Page ->
>>

Re: [PATCH v5 0/9] Asynchronous UVC

2018-11-06 Thread Laurent Pinchart
Hi Kieran,

Thank you for the patches.

On Tuesday, 6 November 2018 23:27:11 EET Kieran Bingham wrote:
> From: Kieran Bingham 
> 
> The Linux UVC driver has long provided adequate performance capabilities for
> web-cams and low data rate video devices in Linux while resolutions were
> low.
> 
> Modern USB cameras are now capable of high data rates thanks to USB3 with
> 1080p, and even 4k capture resolutions supported.
> 
> Cameras such as the Stereolabs ZED (bulk transfers) or the Logitech BRIO
> (isochronous transfers) can generate more data than an embedded ARM core is
> able to process on a single core, resulting in frame loss.

<<

Required work ->
- A) According to the message, what kind of transfers does the Logitech BRIO use?
- B) Summarize the message in two sentences.
- C) Reproduce the message from "Thank you for" up to and including "capture resolutions supported.".

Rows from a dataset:
>>

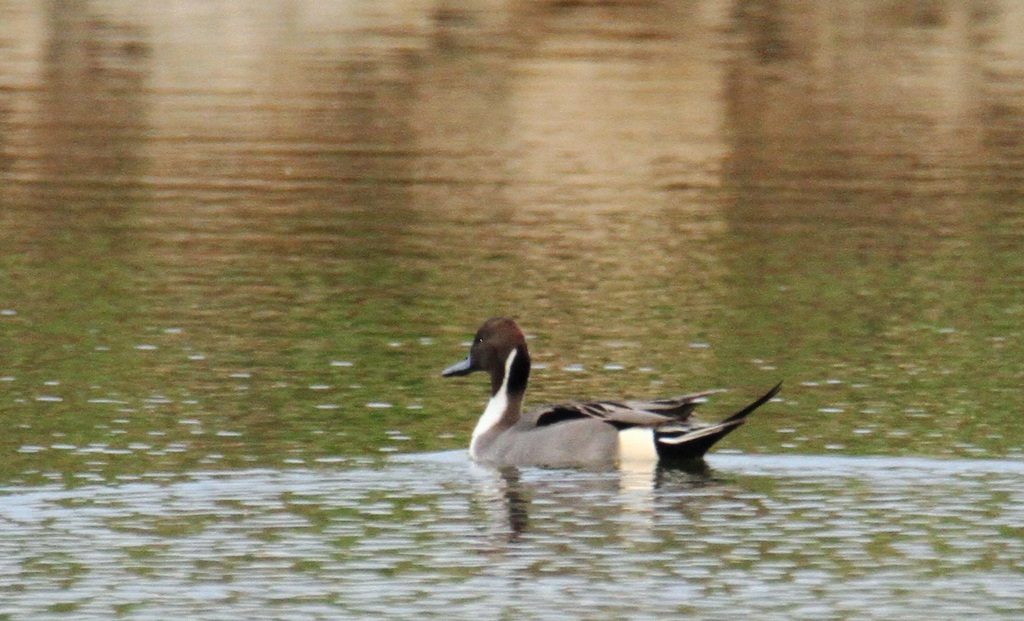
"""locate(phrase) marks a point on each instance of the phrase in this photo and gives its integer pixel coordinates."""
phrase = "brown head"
(492, 348)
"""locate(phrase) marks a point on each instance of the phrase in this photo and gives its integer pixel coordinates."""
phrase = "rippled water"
(239, 242)
(767, 537)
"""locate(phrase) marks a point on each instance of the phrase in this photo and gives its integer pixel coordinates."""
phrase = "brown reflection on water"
(791, 182)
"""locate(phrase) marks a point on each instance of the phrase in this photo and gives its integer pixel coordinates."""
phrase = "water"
(238, 245)
(771, 537)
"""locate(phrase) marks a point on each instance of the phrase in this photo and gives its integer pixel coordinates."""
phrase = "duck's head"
(499, 348)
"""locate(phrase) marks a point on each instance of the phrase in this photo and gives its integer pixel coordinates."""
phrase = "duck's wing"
(622, 414)
(690, 439)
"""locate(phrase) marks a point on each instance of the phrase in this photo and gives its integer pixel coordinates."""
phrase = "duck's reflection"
(607, 502)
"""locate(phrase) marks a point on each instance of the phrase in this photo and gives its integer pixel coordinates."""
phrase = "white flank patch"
(637, 444)
(496, 408)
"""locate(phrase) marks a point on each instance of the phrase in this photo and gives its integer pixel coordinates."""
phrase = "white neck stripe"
(496, 407)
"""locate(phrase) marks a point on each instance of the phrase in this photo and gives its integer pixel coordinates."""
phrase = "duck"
(579, 433)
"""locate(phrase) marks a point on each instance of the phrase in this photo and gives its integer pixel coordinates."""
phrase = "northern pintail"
(577, 433)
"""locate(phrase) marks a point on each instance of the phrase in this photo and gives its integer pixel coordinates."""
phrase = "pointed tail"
(693, 443)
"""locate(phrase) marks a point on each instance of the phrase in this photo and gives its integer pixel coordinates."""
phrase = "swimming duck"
(578, 432)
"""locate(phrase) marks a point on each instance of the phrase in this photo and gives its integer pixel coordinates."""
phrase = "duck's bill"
(464, 368)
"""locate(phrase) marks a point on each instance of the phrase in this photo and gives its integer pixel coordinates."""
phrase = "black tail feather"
(705, 439)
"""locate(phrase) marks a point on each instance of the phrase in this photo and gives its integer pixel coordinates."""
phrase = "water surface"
(239, 243)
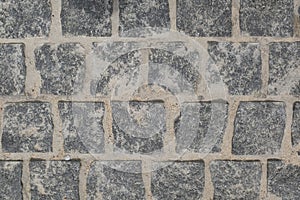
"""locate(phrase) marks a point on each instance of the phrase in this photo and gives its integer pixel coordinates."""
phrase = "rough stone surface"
(27, 127)
(201, 126)
(54, 179)
(115, 180)
(239, 65)
(178, 180)
(267, 18)
(258, 128)
(283, 180)
(144, 17)
(20, 19)
(11, 180)
(138, 127)
(236, 179)
(204, 18)
(284, 70)
(82, 126)
(61, 67)
(87, 18)
(12, 69)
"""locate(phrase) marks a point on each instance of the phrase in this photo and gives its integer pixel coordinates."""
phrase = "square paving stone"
(200, 126)
(178, 180)
(120, 180)
(144, 17)
(210, 18)
(283, 180)
(11, 180)
(62, 68)
(258, 128)
(138, 127)
(239, 65)
(86, 18)
(12, 69)
(29, 18)
(284, 72)
(267, 18)
(27, 127)
(82, 124)
(236, 179)
(54, 179)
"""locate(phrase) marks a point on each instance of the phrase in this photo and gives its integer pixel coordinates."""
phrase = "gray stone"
(258, 128)
(284, 62)
(267, 18)
(200, 127)
(11, 180)
(138, 127)
(54, 179)
(20, 19)
(236, 179)
(82, 126)
(12, 69)
(178, 180)
(86, 18)
(239, 65)
(283, 180)
(62, 68)
(120, 180)
(27, 127)
(204, 18)
(144, 17)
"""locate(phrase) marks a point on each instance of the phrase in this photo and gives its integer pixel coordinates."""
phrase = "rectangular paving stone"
(12, 69)
(177, 180)
(267, 18)
(210, 18)
(200, 127)
(258, 128)
(284, 71)
(54, 179)
(143, 18)
(138, 127)
(86, 18)
(236, 179)
(62, 68)
(28, 18)
(239, 66)
(27, 127)
(283, 180)
(11, 180)
(115, 180)
(82, 126)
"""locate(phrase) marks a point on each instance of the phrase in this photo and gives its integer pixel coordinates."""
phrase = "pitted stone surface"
(178, 180)
(138, 127)
(236, 179)
(239, 65)
(20, 19)
(11, 180)
(284, 72)
(86, 18)
(54, 179)
(82, 124)
(201, 126)
(144, 17)
(267, 18)
(62, 68)
(27, 127)
(204, 18)
(258, 128)
(12, 69)
(283, 180)
(115, 180)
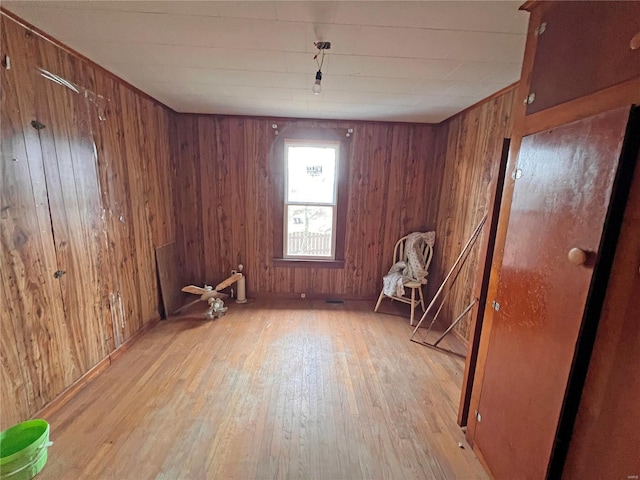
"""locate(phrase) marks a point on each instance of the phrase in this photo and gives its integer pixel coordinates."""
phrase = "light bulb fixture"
(317, 87)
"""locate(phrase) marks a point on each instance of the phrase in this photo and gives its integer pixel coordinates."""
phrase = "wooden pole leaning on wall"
(458, 263)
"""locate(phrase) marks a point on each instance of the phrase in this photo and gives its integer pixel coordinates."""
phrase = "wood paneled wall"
(224, 176)
(90, 194)
(469, 146)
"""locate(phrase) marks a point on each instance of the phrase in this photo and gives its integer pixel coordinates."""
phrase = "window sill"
(312, 263)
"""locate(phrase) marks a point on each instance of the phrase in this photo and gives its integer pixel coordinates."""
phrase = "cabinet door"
(559, 203)
(583, 48)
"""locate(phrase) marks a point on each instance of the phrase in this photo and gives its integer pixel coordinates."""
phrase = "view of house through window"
(310, 199)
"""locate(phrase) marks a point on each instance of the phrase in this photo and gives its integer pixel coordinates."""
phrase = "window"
(310, 199)
(309, 166)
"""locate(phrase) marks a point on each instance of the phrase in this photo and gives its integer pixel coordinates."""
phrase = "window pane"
(311, 174)
(309, 231)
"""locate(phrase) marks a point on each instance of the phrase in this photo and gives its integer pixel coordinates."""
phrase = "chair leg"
(413, 305)
(421, 298)
(379, 300)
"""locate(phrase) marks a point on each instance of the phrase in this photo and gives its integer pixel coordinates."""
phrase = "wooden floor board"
(275, 389)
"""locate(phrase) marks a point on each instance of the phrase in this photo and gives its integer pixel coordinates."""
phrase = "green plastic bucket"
(23, 450)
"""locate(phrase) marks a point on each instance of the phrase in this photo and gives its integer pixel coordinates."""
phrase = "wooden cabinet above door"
(581, 48)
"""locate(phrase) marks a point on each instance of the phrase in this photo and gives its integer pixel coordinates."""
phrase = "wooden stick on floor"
(463, 253)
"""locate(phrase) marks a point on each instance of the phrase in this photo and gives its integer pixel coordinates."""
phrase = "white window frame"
(287, 203)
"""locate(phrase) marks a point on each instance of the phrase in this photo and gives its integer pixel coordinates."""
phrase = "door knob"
(577, 256)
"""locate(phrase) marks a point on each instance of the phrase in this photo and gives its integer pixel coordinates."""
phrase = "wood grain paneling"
(469, 147)
(224, 179)
(90, 194)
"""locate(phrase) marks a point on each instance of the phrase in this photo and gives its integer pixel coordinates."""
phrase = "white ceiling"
(389, 60)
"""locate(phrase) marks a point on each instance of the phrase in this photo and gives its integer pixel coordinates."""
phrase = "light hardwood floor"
(286, 389)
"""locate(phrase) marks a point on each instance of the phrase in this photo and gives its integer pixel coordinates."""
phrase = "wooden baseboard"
(72, 390)
(310, 296)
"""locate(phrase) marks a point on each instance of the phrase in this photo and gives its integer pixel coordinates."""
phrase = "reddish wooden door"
(560, 202)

<<

Results of the exercise ->
- A) Isochronous transfers.

- B) The Linux UVC driver has long performed adequately for webcams and low data rate video devices while resolutions were low, but modern USB3 cameras now reach high data rates with 1080p and even 4k capture. Cameras such as the Stereolabs ZED and the Logitech BRIO can produce more data than a single embedded ARM core can process, which leads to frame loss.

- C)
Thank you for the patches.

On Tuesday, 6 November 2018 23:27:11 EET Kieran Bingham wrote:
> From: Kieran Bingham 
> 
> The Linux UVC driver has long provided adequate performance capabilities for
> web-cams and low data rate video devices in Linux while resolutions were
> low.
> 
> Modern USB cameras are now capable of high data rates thanks to USB3 with
> 1080p, and even 4k capture resolutions supported.